#math trivia #231 solution

There are six day-numbers consisting of the digits 1, 2, and 3, and they have the following factorizations:

  • 123 = 3 * 41
  • 132 = 2^2 * 3 * 11
  • 213 = 3 * 71
  • 231 = 3 * 7 * 11
  • 312 = 2^3 * 3 * 13
  • 321 = 3 * 107

The day-number 231 is the only one that has 7 as a prime factor.

Answer:  7.

Notes:

  • For obvious reasons, the two day-numbers in this series that end in 2 have 2 as a prime factor.
  • For perhaps not as obvious reasons, all six day-numbers have 3 as a prime factor.  But recall that one of the ways to test that a number is divisible by 3 is to add its digits and test whether their sum is divisible by 3.  The sum of the digits of each of these day-numbers is the same, 1 + 2 + 3 = 6, hence the divisibility by 3.

_Supplied information_:
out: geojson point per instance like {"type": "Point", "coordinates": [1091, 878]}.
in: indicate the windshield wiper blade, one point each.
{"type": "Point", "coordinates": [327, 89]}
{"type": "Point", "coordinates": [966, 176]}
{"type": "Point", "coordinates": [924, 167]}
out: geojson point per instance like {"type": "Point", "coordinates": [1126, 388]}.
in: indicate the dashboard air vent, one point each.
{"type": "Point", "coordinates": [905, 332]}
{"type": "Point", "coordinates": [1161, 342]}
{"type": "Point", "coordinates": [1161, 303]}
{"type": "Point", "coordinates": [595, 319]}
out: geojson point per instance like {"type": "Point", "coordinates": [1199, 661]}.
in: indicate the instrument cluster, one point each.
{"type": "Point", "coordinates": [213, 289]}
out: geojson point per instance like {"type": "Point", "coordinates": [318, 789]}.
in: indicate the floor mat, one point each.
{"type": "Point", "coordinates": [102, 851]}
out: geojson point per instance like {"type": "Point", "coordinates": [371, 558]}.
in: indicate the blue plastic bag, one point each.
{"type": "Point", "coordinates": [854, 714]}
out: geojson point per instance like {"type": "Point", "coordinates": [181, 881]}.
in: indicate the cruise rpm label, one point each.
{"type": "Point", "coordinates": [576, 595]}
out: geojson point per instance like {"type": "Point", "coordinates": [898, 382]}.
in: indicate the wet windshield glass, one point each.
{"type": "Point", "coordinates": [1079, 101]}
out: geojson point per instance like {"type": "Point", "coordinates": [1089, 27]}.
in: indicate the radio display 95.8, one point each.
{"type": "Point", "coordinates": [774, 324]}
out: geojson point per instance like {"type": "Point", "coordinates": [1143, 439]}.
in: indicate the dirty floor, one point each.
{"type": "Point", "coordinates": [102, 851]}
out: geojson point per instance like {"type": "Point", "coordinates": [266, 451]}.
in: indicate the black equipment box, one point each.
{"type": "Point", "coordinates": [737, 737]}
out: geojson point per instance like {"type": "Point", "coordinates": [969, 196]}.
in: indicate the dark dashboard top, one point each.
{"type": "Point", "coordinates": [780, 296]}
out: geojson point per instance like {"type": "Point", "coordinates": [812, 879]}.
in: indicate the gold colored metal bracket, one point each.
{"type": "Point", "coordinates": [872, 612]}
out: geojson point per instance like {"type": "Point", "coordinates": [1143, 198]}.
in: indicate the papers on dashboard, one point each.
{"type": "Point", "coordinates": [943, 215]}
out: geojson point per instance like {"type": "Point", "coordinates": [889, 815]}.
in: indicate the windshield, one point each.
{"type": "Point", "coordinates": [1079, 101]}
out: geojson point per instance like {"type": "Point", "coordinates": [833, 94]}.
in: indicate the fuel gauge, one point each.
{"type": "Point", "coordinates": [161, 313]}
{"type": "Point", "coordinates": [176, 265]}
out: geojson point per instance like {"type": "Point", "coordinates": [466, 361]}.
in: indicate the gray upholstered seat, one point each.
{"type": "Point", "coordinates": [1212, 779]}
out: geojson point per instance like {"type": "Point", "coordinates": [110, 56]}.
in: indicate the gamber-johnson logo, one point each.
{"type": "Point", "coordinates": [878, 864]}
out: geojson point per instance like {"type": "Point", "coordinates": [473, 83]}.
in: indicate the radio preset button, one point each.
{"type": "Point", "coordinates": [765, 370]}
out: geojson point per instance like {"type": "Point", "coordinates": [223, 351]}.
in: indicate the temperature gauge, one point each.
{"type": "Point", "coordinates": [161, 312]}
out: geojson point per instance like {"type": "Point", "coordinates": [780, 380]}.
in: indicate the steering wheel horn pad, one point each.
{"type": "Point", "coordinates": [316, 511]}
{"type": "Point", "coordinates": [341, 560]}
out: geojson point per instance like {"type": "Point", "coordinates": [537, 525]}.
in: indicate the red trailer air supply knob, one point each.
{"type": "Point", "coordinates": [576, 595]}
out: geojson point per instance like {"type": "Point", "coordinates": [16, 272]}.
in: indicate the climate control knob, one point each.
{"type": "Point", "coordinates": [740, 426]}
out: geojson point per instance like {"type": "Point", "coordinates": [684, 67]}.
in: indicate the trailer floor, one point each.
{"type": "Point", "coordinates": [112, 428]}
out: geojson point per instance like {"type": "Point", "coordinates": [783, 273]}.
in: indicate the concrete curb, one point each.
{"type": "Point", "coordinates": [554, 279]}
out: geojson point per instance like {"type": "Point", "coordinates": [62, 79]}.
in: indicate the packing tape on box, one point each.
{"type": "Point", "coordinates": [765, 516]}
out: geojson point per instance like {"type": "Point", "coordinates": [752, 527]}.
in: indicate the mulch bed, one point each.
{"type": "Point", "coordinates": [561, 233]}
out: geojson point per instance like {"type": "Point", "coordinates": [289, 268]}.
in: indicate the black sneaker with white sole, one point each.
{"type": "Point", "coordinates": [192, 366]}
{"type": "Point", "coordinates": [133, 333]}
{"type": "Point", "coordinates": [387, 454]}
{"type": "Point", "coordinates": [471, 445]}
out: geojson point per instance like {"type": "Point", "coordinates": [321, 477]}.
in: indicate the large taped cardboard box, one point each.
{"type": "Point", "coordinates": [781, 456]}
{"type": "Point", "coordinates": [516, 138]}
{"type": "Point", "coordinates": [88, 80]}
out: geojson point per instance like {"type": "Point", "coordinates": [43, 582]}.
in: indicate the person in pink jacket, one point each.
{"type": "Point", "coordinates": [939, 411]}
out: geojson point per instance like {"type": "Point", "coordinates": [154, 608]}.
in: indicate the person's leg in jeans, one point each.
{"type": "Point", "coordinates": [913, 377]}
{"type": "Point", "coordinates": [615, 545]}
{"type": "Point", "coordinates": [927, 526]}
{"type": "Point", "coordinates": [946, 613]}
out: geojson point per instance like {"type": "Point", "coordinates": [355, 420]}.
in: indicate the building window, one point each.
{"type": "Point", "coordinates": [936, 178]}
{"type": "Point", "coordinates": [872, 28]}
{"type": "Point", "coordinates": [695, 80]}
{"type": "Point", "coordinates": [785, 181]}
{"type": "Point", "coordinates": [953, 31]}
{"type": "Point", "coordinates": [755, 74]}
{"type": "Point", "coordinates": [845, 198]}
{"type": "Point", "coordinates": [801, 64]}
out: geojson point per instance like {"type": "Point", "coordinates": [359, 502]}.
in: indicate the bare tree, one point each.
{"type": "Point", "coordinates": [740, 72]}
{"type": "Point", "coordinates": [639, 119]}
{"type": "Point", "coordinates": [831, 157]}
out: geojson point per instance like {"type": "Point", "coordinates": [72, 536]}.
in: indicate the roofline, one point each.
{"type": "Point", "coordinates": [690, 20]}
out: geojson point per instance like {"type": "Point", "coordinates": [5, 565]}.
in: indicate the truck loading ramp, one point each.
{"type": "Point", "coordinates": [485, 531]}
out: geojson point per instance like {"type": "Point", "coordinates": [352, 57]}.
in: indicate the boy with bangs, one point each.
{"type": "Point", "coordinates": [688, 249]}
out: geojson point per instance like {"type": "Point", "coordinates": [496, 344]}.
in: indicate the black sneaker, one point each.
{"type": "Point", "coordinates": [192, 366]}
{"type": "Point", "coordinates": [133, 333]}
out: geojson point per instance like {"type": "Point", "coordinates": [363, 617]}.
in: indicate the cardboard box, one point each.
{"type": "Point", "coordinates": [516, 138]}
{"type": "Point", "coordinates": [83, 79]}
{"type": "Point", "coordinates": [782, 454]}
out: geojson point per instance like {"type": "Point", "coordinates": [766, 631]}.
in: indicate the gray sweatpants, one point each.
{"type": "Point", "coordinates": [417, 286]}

_Request A_: In the math trivia solution, what is the sum of the digits of each of the six day-numbers?
_Request B_: Set down the part of the math trivia solution that opens with the words containing "Answer:  7." and closes with "divisibility by 3.".
_Request C_: Translate this sentence from the math trivia solution into Spanish: "The day-number 231 is the only one that has 7 as a prime factor."

_Task answer A_: 6

_Task answer B_:
Answer:  7.

Notes:

  • For obvious reasons, the two day-numbers in this series that end in 2 have 2 as a prime factor.
  • For perhaps not as obvious reasons, all six day-numbers have 3 as a prime factor.  But recall that one of the ways to test that a number is divisible by 3 is to add its digits and test whether their sum is divisible by 3.  The sum of the digits of each of these day-numbers is the same, 1 + 2 + 3 = 6, hence the divisibility by 3.

_Task answer C_: El número de día 231 es el único que tiene el 7 como factor primo.